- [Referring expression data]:

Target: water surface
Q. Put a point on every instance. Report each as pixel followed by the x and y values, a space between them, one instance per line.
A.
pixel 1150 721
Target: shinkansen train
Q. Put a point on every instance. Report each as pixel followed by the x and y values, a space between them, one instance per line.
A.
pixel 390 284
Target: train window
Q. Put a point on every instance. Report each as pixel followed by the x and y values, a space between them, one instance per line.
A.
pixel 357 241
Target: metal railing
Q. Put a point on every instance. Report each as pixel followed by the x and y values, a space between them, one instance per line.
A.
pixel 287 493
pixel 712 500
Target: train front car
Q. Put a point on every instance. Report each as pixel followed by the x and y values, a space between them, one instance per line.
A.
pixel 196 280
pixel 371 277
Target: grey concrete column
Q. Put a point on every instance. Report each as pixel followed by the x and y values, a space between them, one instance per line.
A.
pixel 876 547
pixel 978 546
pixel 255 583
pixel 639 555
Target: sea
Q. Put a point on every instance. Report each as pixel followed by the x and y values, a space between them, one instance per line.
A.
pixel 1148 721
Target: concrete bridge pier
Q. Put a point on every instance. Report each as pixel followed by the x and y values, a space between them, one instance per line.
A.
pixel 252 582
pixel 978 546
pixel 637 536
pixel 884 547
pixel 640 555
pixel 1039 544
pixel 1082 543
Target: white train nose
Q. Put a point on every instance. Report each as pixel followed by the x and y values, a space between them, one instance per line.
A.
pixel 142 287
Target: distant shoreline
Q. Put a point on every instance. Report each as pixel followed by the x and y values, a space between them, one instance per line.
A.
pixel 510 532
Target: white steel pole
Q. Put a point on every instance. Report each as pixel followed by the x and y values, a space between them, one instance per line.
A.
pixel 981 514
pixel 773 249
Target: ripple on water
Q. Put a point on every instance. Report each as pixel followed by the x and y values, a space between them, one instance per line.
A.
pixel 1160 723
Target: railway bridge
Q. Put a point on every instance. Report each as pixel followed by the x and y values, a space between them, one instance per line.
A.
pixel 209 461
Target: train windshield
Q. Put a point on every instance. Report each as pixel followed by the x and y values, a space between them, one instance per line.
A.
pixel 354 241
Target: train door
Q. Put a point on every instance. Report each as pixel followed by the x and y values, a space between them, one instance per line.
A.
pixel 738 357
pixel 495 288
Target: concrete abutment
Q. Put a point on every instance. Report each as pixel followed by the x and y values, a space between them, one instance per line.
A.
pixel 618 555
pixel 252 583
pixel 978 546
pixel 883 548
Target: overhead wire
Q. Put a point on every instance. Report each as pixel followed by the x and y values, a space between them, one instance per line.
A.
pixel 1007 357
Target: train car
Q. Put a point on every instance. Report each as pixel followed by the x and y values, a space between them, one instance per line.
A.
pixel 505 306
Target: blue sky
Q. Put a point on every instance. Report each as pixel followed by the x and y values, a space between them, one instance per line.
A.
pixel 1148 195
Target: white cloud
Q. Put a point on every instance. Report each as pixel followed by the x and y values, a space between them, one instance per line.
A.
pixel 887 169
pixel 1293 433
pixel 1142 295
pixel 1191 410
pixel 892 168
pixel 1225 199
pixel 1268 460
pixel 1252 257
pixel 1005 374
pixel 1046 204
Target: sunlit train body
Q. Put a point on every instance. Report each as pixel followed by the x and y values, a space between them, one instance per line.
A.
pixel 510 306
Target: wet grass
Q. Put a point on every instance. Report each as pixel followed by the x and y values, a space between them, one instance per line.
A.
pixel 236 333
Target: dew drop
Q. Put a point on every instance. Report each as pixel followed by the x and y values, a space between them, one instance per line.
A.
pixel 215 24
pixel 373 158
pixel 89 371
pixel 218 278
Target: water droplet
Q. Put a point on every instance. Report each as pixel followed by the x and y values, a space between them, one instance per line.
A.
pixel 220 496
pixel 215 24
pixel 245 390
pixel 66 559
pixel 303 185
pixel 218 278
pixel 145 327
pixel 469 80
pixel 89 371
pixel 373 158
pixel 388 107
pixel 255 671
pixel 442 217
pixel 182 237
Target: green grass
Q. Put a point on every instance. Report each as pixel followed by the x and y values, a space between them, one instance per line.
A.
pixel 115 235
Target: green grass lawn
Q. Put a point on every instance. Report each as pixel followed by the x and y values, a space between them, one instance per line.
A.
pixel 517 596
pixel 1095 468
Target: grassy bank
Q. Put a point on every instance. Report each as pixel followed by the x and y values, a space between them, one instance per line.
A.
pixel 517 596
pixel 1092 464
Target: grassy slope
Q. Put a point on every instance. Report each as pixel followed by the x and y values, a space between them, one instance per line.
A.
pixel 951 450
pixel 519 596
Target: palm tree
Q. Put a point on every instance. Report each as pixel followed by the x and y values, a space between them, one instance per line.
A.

- [Exercise directions]:
Starting at the line that contains "Target: railway bridge" and stopping after the line that contains "Target: overhead wire", write out every line exactly as it appears above, and no other line.

- [Completed exercise]:
Target: railway bridge
Q. Put a point on every instance. Report each as pixel followed by the x and y values, a space between them, one instance per line.
A.
pixel 209 461
Target: train windshield
Q. Put a point on every instance. Report each as pixel followed by the x and y values, a space between them, one instance per line.
A.
pixel 354 241
Target: train door
Q. Put a point on every instance. Report each as pixel followed by the x and y values, a space between them, one instance per line.
A.
pixel 738 357
pixel 495 288
Target: concrete abutment
Q. Put a point on every instance. Report each as pixel followed by the x and y values, a space between them, one instance per line.
A.
pixel 618 555
pixel 252 583
pixel 978 546
pixel 883 548
Target: overhead wire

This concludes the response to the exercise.